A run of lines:
-=-=-=-=-

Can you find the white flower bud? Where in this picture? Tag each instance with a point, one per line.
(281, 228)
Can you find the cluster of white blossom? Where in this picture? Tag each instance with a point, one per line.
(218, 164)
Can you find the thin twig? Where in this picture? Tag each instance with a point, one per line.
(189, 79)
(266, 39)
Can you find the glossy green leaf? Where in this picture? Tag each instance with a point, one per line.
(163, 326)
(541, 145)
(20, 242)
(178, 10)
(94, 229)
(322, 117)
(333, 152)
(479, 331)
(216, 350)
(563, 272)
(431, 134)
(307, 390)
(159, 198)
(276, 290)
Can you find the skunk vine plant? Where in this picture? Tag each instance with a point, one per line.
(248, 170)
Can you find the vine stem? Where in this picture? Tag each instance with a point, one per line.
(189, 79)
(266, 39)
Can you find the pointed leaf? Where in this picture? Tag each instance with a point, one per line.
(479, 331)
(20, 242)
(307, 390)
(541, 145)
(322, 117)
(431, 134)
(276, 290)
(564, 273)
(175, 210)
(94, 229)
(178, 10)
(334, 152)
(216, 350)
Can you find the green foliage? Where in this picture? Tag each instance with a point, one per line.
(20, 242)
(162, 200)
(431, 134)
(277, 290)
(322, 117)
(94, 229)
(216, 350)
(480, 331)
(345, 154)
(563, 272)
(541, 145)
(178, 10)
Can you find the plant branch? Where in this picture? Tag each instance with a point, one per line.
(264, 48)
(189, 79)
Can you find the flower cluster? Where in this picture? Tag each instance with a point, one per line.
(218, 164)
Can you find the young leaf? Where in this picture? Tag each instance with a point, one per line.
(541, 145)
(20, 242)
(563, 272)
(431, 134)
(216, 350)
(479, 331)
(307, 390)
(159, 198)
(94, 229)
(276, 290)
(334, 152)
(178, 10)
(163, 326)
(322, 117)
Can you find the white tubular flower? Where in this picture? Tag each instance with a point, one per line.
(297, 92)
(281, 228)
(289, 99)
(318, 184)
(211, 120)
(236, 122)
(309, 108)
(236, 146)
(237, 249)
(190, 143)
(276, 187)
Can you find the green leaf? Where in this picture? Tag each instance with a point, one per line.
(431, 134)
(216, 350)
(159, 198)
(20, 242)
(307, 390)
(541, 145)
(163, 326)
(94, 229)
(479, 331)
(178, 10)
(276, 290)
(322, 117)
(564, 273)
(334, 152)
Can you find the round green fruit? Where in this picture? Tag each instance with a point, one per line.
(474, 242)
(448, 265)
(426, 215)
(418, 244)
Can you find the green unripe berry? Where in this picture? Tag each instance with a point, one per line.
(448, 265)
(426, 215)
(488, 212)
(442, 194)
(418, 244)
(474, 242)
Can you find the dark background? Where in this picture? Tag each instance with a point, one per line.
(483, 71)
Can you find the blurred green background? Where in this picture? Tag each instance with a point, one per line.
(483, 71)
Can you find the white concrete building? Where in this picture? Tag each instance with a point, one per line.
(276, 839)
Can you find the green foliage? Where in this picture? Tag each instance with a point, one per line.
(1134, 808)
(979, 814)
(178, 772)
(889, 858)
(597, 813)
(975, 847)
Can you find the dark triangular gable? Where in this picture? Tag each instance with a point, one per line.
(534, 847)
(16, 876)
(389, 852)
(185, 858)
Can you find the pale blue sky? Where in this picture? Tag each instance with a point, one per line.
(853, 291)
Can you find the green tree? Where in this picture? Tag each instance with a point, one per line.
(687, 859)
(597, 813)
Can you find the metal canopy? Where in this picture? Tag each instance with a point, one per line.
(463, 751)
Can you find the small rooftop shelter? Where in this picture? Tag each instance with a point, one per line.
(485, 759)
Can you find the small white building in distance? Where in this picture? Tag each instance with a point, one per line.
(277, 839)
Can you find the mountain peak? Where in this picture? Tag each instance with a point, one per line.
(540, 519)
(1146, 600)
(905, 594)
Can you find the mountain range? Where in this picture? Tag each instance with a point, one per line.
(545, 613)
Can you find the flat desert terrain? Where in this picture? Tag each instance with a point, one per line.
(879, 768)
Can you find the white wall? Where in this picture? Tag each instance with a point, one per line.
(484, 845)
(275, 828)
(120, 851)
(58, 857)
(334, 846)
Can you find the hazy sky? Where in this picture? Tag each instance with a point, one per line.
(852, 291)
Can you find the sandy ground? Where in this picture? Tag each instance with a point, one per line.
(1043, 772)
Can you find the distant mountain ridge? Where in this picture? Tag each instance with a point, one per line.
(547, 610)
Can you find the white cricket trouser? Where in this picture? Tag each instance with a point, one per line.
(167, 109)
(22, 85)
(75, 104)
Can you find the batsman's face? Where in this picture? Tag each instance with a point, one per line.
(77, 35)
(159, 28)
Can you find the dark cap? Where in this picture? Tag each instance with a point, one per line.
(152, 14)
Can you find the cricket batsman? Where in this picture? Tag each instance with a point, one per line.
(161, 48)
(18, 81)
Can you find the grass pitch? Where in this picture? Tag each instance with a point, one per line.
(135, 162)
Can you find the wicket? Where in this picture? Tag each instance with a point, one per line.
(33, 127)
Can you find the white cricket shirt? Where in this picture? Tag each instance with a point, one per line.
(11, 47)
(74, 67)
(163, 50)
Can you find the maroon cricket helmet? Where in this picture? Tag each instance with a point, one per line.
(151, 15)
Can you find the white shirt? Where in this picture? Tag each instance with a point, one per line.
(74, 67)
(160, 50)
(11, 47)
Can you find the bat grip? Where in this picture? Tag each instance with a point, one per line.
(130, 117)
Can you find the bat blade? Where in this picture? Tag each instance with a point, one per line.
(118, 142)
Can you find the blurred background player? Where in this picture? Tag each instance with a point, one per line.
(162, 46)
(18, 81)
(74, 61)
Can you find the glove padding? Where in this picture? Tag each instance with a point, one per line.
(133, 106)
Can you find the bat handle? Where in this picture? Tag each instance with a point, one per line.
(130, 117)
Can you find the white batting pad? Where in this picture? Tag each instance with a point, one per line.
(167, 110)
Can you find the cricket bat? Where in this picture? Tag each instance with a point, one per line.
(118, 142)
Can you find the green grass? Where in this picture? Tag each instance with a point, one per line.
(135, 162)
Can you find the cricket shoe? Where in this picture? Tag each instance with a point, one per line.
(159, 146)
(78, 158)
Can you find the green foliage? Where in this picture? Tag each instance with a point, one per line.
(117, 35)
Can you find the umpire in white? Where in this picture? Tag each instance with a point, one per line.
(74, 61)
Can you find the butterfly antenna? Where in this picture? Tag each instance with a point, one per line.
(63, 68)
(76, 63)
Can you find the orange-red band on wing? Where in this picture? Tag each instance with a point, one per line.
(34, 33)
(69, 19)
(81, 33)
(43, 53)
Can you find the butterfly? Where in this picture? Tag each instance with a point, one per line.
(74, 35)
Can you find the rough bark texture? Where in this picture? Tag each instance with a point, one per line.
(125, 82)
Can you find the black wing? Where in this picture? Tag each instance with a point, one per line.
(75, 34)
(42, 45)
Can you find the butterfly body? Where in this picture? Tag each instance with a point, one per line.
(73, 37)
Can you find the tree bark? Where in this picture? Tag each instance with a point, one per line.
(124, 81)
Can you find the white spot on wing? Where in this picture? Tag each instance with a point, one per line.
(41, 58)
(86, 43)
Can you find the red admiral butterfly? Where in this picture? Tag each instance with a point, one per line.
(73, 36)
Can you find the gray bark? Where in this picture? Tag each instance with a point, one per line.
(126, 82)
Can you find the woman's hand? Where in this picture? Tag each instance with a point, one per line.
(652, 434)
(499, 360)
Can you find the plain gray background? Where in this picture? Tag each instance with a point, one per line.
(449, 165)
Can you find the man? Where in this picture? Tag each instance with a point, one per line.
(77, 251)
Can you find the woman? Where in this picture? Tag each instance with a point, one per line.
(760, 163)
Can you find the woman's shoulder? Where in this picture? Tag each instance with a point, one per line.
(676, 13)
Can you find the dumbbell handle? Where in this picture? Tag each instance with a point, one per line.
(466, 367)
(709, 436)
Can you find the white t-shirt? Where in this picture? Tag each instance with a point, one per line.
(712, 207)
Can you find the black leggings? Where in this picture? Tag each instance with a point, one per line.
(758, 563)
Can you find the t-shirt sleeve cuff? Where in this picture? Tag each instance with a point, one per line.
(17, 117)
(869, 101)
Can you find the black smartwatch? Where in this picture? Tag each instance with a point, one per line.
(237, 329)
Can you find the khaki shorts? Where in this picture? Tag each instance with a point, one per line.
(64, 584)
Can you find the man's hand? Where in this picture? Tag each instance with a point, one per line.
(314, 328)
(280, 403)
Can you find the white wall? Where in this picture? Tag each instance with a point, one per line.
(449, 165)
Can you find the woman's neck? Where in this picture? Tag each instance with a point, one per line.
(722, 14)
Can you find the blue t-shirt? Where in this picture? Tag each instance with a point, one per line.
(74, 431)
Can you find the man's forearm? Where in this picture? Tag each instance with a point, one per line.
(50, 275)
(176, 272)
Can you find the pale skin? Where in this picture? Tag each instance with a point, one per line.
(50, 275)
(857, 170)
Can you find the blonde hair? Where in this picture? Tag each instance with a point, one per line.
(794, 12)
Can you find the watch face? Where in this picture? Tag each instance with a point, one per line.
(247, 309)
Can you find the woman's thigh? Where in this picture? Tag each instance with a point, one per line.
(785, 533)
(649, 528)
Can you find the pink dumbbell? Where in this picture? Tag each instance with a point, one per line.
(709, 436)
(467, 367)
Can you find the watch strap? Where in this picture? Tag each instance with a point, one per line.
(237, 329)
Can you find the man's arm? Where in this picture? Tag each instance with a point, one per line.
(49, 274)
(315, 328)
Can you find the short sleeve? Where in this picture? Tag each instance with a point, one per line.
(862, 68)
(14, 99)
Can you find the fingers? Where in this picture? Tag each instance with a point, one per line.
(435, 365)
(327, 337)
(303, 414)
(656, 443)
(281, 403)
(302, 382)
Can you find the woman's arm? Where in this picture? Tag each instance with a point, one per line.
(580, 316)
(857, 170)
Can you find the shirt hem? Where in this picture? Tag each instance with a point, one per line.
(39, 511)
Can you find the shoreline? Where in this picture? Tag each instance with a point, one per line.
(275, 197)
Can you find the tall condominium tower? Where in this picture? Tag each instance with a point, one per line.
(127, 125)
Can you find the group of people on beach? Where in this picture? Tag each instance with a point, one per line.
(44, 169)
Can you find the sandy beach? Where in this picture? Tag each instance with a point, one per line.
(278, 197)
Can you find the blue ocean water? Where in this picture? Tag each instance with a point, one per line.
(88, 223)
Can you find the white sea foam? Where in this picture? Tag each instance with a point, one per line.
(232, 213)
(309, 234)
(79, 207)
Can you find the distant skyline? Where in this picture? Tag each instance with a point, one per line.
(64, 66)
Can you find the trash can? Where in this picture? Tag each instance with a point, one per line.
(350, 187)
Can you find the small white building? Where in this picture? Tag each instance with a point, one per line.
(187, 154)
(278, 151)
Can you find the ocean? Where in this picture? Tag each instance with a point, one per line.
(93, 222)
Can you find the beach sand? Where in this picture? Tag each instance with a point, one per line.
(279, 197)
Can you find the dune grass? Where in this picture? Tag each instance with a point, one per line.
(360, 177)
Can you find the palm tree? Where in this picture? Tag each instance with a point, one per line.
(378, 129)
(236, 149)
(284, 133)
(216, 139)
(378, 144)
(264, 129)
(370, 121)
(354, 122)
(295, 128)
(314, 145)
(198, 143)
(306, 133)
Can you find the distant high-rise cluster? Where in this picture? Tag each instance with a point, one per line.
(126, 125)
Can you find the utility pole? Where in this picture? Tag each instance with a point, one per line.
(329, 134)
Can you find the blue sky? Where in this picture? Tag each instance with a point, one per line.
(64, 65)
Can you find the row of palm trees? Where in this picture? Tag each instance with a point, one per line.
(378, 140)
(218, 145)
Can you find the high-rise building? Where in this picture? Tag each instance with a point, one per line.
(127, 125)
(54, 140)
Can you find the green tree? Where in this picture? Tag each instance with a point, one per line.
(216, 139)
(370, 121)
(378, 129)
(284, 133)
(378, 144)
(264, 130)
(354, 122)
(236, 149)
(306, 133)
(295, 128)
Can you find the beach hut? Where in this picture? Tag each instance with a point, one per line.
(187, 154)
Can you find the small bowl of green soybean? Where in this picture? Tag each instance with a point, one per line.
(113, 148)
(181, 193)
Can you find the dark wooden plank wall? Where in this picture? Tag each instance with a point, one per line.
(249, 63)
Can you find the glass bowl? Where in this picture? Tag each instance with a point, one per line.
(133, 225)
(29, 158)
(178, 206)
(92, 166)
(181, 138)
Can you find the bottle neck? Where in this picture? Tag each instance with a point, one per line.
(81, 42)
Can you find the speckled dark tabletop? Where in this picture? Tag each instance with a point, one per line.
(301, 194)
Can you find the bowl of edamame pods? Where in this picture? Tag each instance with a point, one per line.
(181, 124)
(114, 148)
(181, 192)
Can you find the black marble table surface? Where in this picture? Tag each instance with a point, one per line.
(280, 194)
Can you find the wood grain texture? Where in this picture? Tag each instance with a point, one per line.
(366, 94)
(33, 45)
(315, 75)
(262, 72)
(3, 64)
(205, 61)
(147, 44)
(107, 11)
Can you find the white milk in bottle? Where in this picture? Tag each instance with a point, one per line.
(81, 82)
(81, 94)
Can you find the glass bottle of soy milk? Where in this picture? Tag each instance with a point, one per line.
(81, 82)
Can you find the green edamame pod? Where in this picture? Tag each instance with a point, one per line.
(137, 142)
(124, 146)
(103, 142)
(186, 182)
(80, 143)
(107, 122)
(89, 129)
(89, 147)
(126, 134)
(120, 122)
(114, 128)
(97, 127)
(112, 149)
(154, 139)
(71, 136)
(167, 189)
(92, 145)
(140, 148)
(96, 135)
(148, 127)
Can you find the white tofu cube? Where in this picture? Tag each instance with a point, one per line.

-=-=-=-=-

(Goal) Update the lines from the one containing "Can you find the green edamame" through the last line, replacing "edamame" with "soybean" and leaving everything else unchanged. Give only those lines.

(The reply)
Can you find the green soybean pod? Where in this picture? Tag each instance with a point, one per line.
(137, 142)
(124, 146)
(103, 142)
(186, 182)
(80, 143)
(107, 122)
(89, 129)
(89, 147)
(126, 134)
(120, 122)
(114, 128)
(97, 127)
(112, 149)
(154, 139)
(71, 136)
(167, 189)
(92, 145)
(140, 148)
(96, 135)
(148, 127)
Can you find the white tofu cube? Where in this picture? Tag each instance with a point, one per line.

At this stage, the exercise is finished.